#### Trecho fornecido:
----------------------------------------

Por Michelle Beralde
Você olha. Aperta os olhos. Levanta a sobrancelha. Ainda não sabe se acha bonito ou bizarro. Ou os dois. De alguma forma aquilo te intriga. Melhor ainda se te fez refletir além do choque inicial. Alguns são interessantes, outros não muito agradáveis ao olhar, mas o que vale é chamar a atenção para causas que, assim como os espaços abandonados da cidade, são evitadas.
Grandes cidades são o berço das intervenções artísticas de cunho ativista através de arte clandestina. Assim como rege o conceito de intervenções urbanas: atrair o olhar para espaços das grandes cidades degradados ou esquecidos, as intervenções também buscam atrair a atenção dos transeuntes para causas abafadas e ideias polêmicas.
Só que muito além de tinta na parede, esses artistas nos fazem olhar com outros olhos objetos comuns que fora de contexto e de tamanho padrão se destacam. De garrafas PET gigantes às margens de um rio morto a carroças estilizadas e milhares de mini-homens gelo, os trabalhos desses artistas mostram que o fim pode justificar os meios.
Intervencionismo paulistano
Intervenções urbanas colorem a selva de pedra e ainda defendem boas causas. A São Paulo do cinza e do concreto pode ter mais cores do que você imagina. A capital latino-americana da arte urbana abriga trabalhos de artistas de peso, super engajados em suas causas.

----------------------------------------

#### Listagem de dados:
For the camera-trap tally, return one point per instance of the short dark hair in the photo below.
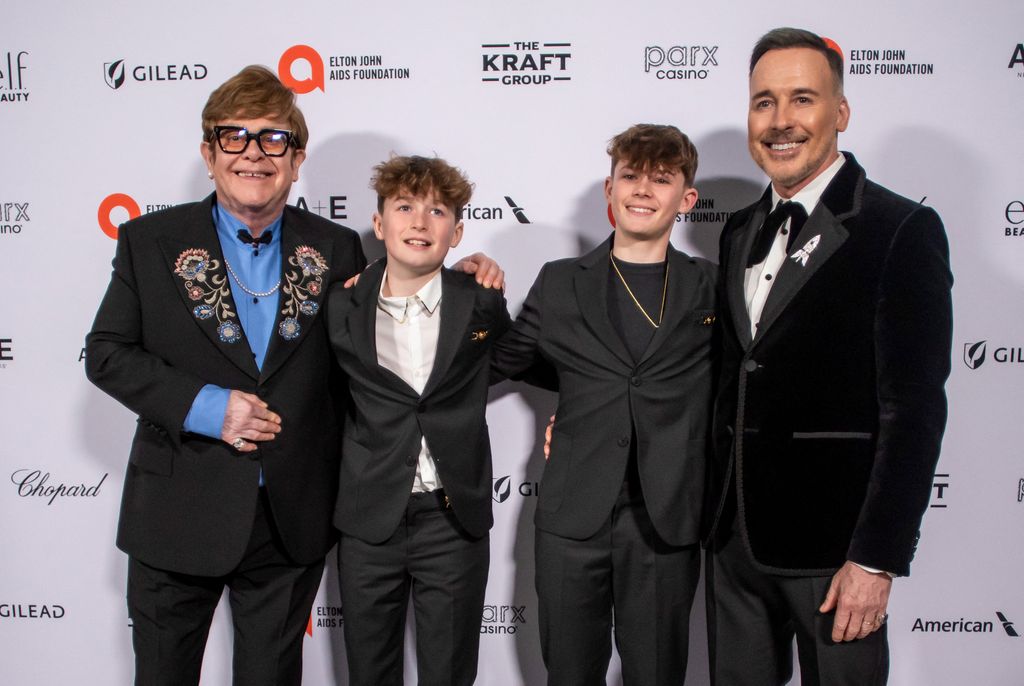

----------------------------------------

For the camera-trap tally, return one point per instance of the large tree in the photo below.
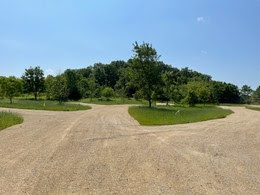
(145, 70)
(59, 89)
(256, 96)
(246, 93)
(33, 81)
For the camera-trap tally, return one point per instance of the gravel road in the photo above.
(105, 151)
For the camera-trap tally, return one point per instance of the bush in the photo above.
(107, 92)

----------------------------------------

#### Instruções:
Escreva a continuação do texto sobre intervenções artísticas urbanas, começando logo após a última frase apresentada. O material é independente do texto sobre intervenções urbanas.

#### Resultado abaixo:
Como juntar arte, cidade e meio ambiente, chocar e assim conseguir transmitir uma ideia sobre proteção ambiental? Eduardo Srur faz intervenções urbanas bem provocativas na cidade de São Paulo. A intenção do artista paulistano é impactar os cidadãos anestesiados pela vida urbana e fazê-los se incomodar com o que está errado na cidade.
O artista deixa claro através de seu discurso e obras sua conexão com a água, e neste mês ela volta a ser o tema de suas intervenções. Se você for visitar a capital paulista até o fim de novembro e passar pelas margens do rio Pinheiros, não se assuste ao avistar um gordinho semi calvo de regata e cueca branca num trampolim azul na Ponte Cidade Universitária. Ele faz parte da nova exposição de Srur: Às Margens do Rio Pinheiros.
Mas a obra não agrada a todos os olhares. A polícia e o corpo de bombeiro receberam mais de 300 ocorrências sobre ‘pessoas querendo se jogar no Rio’ em menos de duas semanas após a instalação das obras. Outros relataram quase terem sido atropelados, ou quase batido o carro ao confundirem os bonecos com pessoas de verdade. Mas o artista bate o pé para a obra ficar onde está.
Reciclagem do Olhar
Seu trabalho mais marcante, Reciclagem do Olhar, reuniu garrafas PETs gigantes e coloridas espalhadas ao longo da Marginal Tietê – rodovia em São Paulo que fica às margens do que um dia já foi um rio. Além da ideia do trabalho, os desdobramentos sociais que ela teve foram bem admiráveis: foram feitas excursões educativas com crianças no rio e o material das PETs gigantes se transformou em mochilas para as crianças de escolas públicas.
Um monte de ratos
Provando o que o artista cita de que a arte não é feita para agradar, a intervenção um tanto quanto asquerosa traz à tona o submundo que fazemos questão de evitar. Um farol de 9 metros de altura no meio do mar de concreto se eleva no vale do Anhangabaú, centro de São Paulo, com 20 mil ratos. Teve gente que até passou mal de olhar aqueles ratos de borracha engraxados, beirando a realidade.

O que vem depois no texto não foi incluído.